Find every line in the material below that contains the word "vegetation", and copy each of those lines.

*THE INPUT*:
+ + + +

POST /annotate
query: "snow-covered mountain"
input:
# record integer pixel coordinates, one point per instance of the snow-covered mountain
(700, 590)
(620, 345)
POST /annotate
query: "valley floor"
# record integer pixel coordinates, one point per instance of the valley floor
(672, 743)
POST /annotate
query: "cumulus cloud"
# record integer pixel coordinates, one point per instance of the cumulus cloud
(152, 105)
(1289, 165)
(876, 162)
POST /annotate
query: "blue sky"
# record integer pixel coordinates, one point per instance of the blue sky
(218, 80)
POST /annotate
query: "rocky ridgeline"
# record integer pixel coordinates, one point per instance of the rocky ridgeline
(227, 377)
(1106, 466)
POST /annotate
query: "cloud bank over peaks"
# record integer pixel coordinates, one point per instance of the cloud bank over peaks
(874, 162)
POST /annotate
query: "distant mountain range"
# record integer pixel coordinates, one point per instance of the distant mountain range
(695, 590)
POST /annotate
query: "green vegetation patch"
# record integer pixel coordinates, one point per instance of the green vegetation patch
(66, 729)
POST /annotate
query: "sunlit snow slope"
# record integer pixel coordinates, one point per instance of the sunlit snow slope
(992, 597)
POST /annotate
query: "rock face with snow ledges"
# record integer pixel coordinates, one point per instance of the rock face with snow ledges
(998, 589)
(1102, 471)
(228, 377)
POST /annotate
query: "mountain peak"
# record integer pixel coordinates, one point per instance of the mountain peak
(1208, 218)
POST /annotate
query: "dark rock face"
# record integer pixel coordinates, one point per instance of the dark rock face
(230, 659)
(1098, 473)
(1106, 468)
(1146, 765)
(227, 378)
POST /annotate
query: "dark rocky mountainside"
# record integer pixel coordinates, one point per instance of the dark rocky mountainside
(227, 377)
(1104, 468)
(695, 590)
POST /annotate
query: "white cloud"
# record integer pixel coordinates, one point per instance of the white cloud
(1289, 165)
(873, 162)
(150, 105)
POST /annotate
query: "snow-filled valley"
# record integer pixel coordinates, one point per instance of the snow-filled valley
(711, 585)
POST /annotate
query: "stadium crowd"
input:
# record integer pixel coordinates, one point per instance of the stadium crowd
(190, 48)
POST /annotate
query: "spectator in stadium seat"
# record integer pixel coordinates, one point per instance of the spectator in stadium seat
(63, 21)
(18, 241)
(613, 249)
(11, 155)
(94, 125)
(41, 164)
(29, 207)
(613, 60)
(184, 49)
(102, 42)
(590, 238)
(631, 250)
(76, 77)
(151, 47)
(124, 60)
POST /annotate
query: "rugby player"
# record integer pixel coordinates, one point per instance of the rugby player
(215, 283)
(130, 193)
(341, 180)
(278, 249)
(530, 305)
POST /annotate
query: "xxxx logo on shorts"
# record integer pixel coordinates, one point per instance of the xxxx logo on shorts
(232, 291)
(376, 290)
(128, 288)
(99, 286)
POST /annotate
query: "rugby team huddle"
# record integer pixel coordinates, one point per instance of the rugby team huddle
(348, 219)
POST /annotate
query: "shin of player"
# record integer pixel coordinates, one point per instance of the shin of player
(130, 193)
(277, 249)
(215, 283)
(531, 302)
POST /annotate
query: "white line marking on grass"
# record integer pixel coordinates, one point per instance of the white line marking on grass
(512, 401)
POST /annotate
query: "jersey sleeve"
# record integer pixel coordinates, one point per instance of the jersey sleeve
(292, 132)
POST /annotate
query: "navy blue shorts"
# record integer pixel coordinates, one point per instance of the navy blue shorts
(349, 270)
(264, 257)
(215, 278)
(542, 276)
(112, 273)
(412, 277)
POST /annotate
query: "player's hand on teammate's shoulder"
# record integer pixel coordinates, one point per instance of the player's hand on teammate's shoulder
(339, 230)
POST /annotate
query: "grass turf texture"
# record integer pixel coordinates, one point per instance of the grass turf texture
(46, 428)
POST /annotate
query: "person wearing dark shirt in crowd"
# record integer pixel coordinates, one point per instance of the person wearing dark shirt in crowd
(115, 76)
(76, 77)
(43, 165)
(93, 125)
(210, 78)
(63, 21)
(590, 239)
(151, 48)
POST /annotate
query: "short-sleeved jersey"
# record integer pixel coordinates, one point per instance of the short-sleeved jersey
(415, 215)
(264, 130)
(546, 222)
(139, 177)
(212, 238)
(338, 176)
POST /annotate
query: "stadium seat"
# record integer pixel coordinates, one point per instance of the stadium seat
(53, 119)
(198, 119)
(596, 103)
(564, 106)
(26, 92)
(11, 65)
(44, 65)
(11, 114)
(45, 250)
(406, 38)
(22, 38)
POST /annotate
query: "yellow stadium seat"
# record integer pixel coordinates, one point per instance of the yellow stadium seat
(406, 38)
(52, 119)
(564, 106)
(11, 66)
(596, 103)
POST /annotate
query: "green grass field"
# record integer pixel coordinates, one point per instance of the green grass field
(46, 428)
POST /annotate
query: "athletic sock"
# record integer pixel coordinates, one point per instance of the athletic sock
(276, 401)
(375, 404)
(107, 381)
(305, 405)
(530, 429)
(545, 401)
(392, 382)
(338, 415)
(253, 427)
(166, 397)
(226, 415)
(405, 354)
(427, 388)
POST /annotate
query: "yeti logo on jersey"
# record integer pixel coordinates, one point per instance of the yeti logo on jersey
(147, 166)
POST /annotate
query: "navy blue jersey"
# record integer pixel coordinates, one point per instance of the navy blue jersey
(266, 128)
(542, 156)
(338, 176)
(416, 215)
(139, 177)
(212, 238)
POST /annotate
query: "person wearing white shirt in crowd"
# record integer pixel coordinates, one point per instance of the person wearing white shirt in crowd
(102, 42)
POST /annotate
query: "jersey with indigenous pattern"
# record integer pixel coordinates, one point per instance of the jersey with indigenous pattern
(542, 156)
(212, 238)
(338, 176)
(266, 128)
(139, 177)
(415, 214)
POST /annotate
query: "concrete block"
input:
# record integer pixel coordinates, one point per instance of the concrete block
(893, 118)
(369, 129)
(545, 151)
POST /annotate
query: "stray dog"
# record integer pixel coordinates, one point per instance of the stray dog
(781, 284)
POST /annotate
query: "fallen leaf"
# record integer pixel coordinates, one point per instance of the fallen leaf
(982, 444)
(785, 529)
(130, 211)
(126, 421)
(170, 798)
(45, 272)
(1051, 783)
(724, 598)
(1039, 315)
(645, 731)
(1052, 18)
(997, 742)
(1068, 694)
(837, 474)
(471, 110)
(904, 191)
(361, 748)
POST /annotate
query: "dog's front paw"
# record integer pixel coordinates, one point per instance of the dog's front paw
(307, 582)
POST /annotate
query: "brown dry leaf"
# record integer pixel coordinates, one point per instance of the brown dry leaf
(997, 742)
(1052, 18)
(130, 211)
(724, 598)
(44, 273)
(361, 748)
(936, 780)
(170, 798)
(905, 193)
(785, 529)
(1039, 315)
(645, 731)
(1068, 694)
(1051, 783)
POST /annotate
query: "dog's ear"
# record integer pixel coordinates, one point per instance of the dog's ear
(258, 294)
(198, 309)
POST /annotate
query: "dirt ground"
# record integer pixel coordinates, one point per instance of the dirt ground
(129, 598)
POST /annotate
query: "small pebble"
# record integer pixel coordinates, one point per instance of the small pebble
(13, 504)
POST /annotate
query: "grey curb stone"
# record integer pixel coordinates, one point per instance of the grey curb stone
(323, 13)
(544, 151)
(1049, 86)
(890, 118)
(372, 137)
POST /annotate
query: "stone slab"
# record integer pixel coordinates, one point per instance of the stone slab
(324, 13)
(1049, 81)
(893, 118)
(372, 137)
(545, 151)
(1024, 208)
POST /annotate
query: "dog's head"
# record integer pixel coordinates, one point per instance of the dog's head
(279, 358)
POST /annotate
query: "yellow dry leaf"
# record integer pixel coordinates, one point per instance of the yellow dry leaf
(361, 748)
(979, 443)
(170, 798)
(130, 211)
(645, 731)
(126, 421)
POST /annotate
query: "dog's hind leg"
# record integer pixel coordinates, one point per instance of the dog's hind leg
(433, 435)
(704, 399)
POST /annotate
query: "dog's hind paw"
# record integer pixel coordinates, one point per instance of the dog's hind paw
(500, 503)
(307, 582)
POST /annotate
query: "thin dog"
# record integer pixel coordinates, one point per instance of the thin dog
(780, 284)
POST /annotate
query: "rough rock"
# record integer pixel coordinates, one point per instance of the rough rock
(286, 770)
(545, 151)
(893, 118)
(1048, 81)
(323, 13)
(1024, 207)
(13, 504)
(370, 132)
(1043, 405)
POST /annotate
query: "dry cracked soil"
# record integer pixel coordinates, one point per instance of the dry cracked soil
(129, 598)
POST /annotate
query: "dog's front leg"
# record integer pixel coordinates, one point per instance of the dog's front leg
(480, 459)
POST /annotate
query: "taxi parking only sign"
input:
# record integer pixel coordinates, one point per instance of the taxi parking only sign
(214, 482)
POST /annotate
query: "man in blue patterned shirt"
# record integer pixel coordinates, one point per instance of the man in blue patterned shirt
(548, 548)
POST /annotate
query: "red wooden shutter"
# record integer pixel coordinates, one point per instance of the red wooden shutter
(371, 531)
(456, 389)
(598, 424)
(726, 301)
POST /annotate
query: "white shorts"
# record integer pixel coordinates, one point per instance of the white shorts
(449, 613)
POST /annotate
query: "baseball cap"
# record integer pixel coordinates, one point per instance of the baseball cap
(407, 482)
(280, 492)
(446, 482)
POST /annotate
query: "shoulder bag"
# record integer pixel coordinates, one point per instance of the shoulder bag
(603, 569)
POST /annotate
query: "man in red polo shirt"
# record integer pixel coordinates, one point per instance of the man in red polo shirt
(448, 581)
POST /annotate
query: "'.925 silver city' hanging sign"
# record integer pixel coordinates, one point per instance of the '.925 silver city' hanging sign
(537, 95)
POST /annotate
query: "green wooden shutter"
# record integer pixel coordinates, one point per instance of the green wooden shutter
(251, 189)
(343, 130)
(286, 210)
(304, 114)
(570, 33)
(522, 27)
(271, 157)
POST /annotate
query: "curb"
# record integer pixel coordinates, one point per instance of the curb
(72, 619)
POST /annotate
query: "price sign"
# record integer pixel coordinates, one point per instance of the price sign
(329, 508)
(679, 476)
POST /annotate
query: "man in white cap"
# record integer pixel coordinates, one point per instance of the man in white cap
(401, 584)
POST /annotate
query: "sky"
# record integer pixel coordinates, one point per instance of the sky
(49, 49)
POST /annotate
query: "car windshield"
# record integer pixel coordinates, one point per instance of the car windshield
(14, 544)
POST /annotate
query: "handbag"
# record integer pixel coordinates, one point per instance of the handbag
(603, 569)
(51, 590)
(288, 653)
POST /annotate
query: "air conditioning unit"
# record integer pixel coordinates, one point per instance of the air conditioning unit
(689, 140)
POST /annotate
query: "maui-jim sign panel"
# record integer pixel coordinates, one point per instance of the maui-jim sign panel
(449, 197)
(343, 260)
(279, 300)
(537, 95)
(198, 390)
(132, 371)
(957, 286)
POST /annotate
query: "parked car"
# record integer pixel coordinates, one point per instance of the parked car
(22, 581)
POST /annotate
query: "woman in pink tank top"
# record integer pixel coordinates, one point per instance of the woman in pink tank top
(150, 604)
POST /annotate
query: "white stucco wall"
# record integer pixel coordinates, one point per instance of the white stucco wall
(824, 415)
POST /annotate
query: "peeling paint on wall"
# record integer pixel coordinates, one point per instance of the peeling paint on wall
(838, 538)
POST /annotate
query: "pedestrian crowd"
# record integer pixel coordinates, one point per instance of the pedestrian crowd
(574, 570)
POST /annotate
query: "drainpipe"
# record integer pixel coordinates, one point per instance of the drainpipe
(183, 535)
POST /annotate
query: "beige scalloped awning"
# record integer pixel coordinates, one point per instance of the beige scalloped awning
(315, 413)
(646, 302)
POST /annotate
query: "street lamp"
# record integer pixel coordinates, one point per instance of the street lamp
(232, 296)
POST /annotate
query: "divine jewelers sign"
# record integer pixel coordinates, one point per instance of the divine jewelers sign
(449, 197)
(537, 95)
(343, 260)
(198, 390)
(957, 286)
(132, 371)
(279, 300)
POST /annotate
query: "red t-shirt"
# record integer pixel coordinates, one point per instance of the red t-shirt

+ + + +

*EXERCISE OUTPUT*:
query: "green vegetation patch"
# record integer pixel coordinates, one point per instance of the green vegetation patch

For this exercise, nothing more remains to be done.